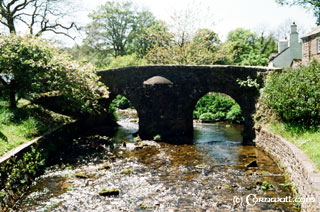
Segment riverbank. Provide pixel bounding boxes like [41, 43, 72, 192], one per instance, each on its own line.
[0, 99, 73, 156]
[266, 122, 320, 169]
[255, 127, 320, 212]
[11, 117, 296, 212]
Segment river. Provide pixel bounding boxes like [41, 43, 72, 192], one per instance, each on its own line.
[13, 111, 296, 212]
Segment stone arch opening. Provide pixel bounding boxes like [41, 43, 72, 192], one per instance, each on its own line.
[193, 92, 244, 142]
[193, 92, 244, 124]
[109, 94, 139, 131]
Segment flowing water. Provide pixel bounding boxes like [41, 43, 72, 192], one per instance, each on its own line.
[14, 112, 295, 212]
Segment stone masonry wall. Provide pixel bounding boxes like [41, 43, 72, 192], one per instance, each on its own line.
[302, 35, 320, 64]
[256, 128, 320, 212]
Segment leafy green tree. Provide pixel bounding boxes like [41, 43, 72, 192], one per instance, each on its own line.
[0, 34, 108, 114]
[275, 0, 320, 25]
[145, 29, 220, 65]
[85, 1, 155, 57]
[259, 61, 320, 127]
[224, 28, 276, 66]
[0, 0, 77, 38]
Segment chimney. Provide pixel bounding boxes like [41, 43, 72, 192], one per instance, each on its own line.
[290, 22, 299, 46]
[278, 37, 289, 53]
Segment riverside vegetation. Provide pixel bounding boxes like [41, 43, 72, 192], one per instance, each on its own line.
[255, 61, 320, 168]
[0, 34, 108, 211]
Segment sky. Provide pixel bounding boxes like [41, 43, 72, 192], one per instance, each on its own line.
[72, 0, 316, 45]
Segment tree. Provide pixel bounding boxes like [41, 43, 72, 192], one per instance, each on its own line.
[275, 0, 320, 25]
[0, 0, 76, 38]
[146, 29, 220, 65]
[224, 28, 276, 66]
[0, 34, 108, 114]
[85, 1, 155, 57]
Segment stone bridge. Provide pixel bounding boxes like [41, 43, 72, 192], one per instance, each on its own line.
[98, 65, 273, 142]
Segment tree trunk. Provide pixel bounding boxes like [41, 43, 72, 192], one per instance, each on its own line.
[8, 18, 16, 34]
[9, 81, 17, 109]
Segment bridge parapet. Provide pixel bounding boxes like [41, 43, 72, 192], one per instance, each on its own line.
[98, 65, 279, 142]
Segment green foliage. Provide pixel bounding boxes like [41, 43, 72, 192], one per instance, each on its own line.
[145, 29, 220, 65]
[0, 149, 46, 208]
[224, 28, 277, 66]
[84, 1, 155, 57]
[19, 117, 46, 138]
[153, 134, 161, 141]
[106, 54, 147, 68]
[112, 95, 133, 109]
[261, 181, 274, 191]
[193, 94, 243, 123]
[260, 61, 320, 127]
[0, 35, 108, 114]
[0, 99, 71, 155]
[237, 76, 260, 91]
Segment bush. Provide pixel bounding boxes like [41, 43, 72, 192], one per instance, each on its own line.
[0, 34, 108, 114]
[0, 108, 15, 125]
[193, 94, 244, 123]
[199, 112, 213, 123]
[106, 54, 147, 68]
[226, 104, 244, 124]
[260, 61, 320, 126]
[112, 95, 133, 109]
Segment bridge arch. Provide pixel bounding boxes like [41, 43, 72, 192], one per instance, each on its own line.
[98, 65, 275, 142]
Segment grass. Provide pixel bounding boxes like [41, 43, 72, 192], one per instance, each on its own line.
[267, 121, 320, 169]
[0, 99, 71, 156]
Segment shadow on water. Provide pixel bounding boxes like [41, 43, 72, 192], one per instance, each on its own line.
[12, 112, 295, 212]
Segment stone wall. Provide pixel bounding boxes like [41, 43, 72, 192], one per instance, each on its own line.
[98, 65, 280, 143]
[302, 35, 320, 64]
[256, 128, 320, 212]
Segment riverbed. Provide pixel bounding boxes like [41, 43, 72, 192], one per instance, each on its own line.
[13, 112, 296, 212]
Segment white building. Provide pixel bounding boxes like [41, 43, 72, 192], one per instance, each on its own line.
[269, 22, 302, 68]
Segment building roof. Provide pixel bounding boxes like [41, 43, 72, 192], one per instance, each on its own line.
[269, 47, 290, 62]
[301, 26, 320, 39]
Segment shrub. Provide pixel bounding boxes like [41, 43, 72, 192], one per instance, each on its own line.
[112, 95, 133, 109]
[106, 54, 147, 68]
[259, 61, 320, 126]
[226, 104, 244, 124]
[199, 112, 214, 122]
[0, 34, 108, 114]
[193, 94, 244, 123]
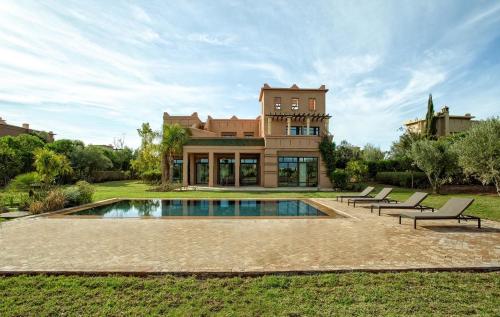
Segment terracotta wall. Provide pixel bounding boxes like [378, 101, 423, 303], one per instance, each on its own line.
[205, 118, 260, 137]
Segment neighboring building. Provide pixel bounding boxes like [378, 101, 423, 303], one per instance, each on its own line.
[405, 107, 478, 137]
[0, 117, 55, 142]
[163, 84, 331, 188]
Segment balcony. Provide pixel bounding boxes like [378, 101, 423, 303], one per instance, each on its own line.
[265, 135, 321, 150]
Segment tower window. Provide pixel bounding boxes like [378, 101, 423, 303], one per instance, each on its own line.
[309, 98, 316, 111]
[274, 97, 281, 110]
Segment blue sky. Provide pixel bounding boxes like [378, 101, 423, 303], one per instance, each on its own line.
[0, 0, 500, 149]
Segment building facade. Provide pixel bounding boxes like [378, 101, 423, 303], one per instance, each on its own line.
[405, 107, 478, 137]
[163, 84, 331, 188]
[0, 117, 55, 142]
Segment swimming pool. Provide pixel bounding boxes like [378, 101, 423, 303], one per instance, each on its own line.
[65, 199, 334, 218]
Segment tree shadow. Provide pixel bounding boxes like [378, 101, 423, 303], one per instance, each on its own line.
[420, 222, 500, 233]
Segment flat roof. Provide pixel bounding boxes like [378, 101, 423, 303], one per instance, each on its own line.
[259, 84, 328, 101]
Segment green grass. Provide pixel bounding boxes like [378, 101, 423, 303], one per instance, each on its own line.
[0, 272, 500, 316]
[95, 181, 500, 221]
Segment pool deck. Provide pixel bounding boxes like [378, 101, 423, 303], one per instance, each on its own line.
[0, 199, 500, 274]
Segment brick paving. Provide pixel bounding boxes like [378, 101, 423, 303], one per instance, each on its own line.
[0, 199, 500, 272]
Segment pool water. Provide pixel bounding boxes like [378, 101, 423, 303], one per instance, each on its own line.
[70, 199, 328, 218]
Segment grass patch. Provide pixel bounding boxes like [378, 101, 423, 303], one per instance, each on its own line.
[0, 272, 500, 316]
[94, 181, 500, 221]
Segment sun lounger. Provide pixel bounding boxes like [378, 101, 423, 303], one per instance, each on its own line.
[347, 187, 392, 207]
[370, 192, 434, 216]
[399, 198, 481, 229]
[337, 186, 375, 202]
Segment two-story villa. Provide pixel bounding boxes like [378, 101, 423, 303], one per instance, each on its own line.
[163, 84, 331, 188]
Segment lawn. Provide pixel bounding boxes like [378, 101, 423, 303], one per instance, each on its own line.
[95, 181, 500, 221]
[0, 272, 500, 316]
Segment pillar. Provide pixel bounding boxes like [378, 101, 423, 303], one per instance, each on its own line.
[188, 154, 196, 185]
[182, 151, 189, 186]
[208, 152, 215, 187]
[234, 152, 240, 187]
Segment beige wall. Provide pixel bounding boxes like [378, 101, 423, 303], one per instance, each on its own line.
[205, 118, 260, 137]
[163, 112, 202, 128]
[164, 86, 331, 188]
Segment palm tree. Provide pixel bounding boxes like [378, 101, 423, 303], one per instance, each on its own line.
[161, 123, 190, 184]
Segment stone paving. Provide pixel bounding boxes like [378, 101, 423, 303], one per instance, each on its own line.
[0, 199, 500, 273]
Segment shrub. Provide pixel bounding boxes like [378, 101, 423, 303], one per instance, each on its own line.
[141, 170, 161, 184]
[29, 201, 45, 215]
[29, 189, 66, 214]
[375, 172, 429, 188]
[0, 191, 33, 210]
[330, 168, 349, 189]
[8, 172, 41, 192]
[346, 160, 368, 182]
[149, 182, 182, 192]
[63, 186, 80, 207]
[76, 181, 95, 205]
[92, 171, 130, 183]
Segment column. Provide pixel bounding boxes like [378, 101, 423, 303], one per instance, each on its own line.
[234, 152, 240, 187]
[208, 152, 215, 187]
[188, 153, 196, 185]
[182, 150, 189, 186]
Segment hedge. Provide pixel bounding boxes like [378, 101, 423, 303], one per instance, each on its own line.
[375, 172, 429, 188]
[92, 171, 130, 183]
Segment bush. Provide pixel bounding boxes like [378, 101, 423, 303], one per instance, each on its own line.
[346, 160, 368, 182]
[141, 170, 161, 184]
[149, 183, 182, 192]
[0, 191, 33, 210]
[76, 181, 95, 205]
[92, 171, 130, 183]
[7, 172, 41, 192]
[29, 189, 66, 214]
[375, 172, 429, 188]
[330, 168, 349, 189]
[63, 186, 80, 207]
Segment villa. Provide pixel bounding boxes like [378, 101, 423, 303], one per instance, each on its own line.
[163, 84, 331, 189]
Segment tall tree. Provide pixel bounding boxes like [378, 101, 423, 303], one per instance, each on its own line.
[454, 118, 500, 196]
[161, 123, 190, 184]
[411, 139, 459, 194]
[34, 148, 73, 185]
[425, 94, 437, 138]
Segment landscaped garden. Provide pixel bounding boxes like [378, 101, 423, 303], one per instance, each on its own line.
[0, 112, 500, 316]
[0, 272, 500, 316]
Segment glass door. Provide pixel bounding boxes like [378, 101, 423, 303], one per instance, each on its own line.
[196, 158, 208, 184]
[218, 158, 234, 186]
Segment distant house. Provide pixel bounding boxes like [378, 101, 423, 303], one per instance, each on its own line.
[405, 106, 478, 137]
[0, 117, 55, 142]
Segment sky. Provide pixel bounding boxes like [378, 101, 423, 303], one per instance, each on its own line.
[0, 0, 500, 150]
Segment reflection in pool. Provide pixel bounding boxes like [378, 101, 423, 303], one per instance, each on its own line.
[71, 199, 327, 218]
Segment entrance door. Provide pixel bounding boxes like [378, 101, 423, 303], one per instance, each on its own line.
[196, 158, 208, 184]
[217, 158, 234, 186]
[240, 158, 259, 186]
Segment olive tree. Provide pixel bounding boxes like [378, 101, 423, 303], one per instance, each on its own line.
[410, 140, 459, 194]
[454, 118, 500, 196]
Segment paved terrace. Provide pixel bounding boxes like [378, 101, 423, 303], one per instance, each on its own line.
[0, 199, 500, 272]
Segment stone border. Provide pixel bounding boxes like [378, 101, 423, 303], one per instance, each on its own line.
[0, 266, 500, 278]
[42, 197, 352, 220]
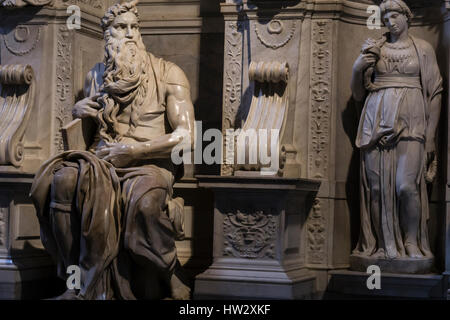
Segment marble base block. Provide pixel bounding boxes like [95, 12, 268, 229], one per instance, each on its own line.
[194, 176, 320, 299]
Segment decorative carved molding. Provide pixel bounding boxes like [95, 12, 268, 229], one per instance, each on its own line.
[223, 210, 278, 259]
[221, 21, 244, 176]
[2, 25, 41, 56]
[54, 26, 73, 152]
[0, 0, 53, 8]
[61, 0, 104, 9]
[308, 20, 332, 179]
[306, 199, 327, 264]
[0, 65, 35, 167]
[0, 207, 8, 247]
[254, 19, 297, 50]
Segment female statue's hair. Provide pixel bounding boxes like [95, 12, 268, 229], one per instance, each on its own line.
[380, 0, 413, 23]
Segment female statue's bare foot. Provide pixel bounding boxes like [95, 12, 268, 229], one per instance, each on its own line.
[49, 289, 82, 300]
[170, 273, 191, 300]
[371, 248, 386, 259]
[405, 243, 423, 258]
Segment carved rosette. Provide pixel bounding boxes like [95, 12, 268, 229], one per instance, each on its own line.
[306, 199, 327, 264]
[308, 20, 332, 179]
[223, 210, 278, 259]
[54, 26, 74, 152]
[254, 19, 296, 50]
[221, 21, 243, 176]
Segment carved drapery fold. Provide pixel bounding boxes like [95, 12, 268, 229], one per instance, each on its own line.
[0, 65, 35, 167]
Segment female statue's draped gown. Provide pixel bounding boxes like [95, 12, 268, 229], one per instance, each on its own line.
[354, 37, 442, 258]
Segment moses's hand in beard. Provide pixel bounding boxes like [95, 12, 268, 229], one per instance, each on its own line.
[96, 142, 136, 168]
[72, 95, 100, 119]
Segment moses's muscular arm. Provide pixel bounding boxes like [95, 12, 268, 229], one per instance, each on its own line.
[135, 65, 195, 159]
[97, 65, 195, 167]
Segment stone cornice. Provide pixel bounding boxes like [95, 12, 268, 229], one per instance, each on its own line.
[221, 0, 450, 26]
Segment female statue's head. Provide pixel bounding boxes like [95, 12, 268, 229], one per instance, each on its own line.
[380, 0, 413, 36]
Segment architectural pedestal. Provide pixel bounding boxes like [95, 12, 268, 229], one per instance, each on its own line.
[194, 176, 320, 299]
[0, 174, 61, 300]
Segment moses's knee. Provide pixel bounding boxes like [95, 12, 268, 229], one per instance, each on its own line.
[51, 167, 78, 203]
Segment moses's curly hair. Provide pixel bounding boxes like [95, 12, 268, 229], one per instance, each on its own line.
[380, 0, 413, 23]
[102, 0, 139, 31]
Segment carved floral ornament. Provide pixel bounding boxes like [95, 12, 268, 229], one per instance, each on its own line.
[2, 25, 41, 56]
[254, 19, 296, 50]
[223, 210, 277, 259]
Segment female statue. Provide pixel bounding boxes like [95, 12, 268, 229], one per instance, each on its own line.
[351, 0, 442, 272]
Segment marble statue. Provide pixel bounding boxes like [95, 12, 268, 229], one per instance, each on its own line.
[31, 0, 194, 299]
[351, 0, 443, 273]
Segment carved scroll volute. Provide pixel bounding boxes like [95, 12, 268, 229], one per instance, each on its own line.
[235, 61, 293, 175]
[0, 65, 35, 167]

» Set task:
Which lines in the entries above contain the word "shrub"? Collect each of those lines in full, treating uppercase and lowercase as different.

» Exercise result:
Segment shrub. Provide pixel bounding boxes like [41, 43, 72, 192], one per instance, each on its own line.
Segment shrub. Provide pixel bounding boxes like [378, 101, 423, 303], one per instance, each on its own line.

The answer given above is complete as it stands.